Activity
Return exactly the span of lines that opens with the line containing "Where can you find the trimmed" and closes with the last line of the data, inclusive.

Given data
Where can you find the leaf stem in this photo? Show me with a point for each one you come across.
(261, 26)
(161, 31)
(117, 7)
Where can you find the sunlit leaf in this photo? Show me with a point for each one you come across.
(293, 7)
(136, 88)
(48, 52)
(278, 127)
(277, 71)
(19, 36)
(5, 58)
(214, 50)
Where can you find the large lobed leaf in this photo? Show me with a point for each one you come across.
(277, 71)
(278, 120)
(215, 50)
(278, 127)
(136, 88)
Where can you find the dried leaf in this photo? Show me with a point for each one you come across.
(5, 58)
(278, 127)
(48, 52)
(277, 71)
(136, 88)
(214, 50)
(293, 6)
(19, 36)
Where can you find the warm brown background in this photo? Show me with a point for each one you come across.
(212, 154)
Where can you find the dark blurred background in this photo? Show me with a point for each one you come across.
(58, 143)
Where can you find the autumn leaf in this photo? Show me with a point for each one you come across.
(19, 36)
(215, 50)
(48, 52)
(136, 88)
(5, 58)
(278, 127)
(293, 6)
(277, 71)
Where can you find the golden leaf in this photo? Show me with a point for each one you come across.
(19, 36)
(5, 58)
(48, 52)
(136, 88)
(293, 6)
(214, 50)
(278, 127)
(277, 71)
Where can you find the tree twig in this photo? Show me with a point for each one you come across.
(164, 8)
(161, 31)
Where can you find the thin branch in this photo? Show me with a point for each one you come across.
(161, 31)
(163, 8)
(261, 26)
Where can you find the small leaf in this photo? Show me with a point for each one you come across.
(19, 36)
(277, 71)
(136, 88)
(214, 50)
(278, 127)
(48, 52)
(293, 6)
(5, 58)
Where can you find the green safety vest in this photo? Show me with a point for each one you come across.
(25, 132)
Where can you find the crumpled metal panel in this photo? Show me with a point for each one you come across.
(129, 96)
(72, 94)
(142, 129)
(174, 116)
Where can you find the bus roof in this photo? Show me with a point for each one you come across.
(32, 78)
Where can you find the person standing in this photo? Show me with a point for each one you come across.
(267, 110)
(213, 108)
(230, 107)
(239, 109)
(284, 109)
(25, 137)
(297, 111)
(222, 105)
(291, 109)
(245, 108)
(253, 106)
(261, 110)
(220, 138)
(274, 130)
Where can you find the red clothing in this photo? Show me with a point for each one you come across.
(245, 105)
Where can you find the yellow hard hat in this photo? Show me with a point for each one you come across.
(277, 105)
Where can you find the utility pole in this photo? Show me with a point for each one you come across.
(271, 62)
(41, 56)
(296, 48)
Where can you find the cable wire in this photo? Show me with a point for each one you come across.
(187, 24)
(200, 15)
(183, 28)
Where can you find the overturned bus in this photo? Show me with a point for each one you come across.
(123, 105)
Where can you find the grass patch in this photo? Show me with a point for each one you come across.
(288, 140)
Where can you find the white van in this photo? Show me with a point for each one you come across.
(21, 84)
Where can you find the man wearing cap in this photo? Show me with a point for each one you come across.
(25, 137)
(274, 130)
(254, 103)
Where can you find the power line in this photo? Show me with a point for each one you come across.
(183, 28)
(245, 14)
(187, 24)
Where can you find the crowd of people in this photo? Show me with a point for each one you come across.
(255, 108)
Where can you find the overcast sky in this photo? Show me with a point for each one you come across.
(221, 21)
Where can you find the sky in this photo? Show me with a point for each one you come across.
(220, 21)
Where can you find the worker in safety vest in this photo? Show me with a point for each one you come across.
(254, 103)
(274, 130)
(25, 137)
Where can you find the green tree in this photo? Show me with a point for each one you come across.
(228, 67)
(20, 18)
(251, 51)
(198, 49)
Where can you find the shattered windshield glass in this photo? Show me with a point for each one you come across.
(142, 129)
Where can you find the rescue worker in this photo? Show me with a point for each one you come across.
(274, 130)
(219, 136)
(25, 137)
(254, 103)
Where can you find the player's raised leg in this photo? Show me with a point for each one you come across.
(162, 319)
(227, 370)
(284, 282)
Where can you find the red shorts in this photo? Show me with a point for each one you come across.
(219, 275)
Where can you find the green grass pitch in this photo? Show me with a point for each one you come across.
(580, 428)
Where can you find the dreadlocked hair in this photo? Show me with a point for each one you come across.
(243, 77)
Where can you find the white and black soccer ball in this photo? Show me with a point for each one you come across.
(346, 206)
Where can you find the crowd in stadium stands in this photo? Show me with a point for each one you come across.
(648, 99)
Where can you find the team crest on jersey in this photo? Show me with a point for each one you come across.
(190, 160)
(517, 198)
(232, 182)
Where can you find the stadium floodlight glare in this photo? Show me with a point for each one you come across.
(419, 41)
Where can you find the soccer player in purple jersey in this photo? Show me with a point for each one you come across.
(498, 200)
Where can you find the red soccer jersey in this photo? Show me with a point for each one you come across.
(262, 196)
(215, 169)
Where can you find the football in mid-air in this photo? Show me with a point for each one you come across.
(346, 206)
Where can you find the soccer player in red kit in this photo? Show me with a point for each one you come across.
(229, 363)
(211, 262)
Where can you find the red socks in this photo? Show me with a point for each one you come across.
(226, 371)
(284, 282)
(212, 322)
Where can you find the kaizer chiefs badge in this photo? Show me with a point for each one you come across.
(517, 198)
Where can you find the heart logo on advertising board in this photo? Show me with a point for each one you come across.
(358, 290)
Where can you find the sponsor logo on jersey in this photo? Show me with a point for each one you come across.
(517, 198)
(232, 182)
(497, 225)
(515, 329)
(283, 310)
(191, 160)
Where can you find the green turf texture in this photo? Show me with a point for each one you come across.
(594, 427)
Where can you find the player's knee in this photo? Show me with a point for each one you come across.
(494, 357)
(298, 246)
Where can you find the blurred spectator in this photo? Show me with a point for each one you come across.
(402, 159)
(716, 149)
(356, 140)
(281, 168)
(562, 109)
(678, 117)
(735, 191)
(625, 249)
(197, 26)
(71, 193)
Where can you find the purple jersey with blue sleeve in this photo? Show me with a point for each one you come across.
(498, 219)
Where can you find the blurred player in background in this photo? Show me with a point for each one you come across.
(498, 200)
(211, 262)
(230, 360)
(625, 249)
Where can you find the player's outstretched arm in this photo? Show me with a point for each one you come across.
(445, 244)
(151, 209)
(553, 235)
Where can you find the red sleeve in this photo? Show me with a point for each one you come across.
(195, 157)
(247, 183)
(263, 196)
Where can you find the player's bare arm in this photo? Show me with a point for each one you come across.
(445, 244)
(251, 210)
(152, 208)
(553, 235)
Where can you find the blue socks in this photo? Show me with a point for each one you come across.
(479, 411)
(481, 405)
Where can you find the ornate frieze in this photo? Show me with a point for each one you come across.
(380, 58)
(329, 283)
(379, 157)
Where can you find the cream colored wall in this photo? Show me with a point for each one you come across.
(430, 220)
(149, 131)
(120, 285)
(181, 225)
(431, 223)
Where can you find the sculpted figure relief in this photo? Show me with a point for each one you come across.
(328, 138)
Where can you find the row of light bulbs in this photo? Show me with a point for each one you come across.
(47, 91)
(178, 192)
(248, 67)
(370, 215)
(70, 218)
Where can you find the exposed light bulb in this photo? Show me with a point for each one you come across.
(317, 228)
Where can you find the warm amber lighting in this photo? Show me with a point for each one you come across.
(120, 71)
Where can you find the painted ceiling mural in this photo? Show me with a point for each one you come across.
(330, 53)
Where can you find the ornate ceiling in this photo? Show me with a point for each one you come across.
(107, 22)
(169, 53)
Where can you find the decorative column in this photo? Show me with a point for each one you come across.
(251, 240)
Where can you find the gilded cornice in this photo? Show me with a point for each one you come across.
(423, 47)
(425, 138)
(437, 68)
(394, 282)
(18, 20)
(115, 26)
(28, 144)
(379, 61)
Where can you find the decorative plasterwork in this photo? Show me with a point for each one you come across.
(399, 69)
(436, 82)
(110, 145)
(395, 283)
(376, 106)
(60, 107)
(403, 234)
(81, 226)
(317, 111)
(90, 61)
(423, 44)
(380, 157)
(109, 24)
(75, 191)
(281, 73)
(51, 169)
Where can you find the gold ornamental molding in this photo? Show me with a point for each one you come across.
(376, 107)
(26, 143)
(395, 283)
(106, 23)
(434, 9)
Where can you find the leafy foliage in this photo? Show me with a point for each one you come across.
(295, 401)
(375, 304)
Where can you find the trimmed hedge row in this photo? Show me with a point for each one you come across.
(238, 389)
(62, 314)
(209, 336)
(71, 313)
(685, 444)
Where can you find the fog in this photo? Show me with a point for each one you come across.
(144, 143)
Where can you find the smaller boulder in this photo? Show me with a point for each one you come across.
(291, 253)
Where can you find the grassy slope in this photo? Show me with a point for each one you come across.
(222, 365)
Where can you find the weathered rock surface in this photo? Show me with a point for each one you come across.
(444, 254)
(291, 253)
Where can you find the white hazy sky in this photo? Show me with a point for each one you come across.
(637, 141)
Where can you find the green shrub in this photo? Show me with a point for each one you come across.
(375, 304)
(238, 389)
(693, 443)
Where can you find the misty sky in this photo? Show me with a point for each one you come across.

Response to this exercise
Where can you find the trimmed hedge row in this photo? Show me with a point for each one you come across.
(238, 389)
(62, 314)
(209, 336)
(71, 313)
(685, 444)
Where can you find the fog in this photo? Show me with a point for each one you come across.
(144, 143)
Where can you find the smaller boulder in this photo? Show me with a point for each one you come across.
(291, 253)
Where can you find the grassy slope in this photo? Show me with a point for each one you come across.
(222, 365)
Where can you find the weathered rock surface in this photo? Show me with a point for each one you come across.
(444, 254)
(291, 253)
Where can you find the white hazy sky in this photo? Show me with a point for each one you come across.
(637, 141)
Where can you find the green shrub in this photo? Show me with a point for each one you come across.
(375, 304)
(238, 389)
(693, 443)
Where can you find the misty sky in this photo? Show me with a point for each one you come across.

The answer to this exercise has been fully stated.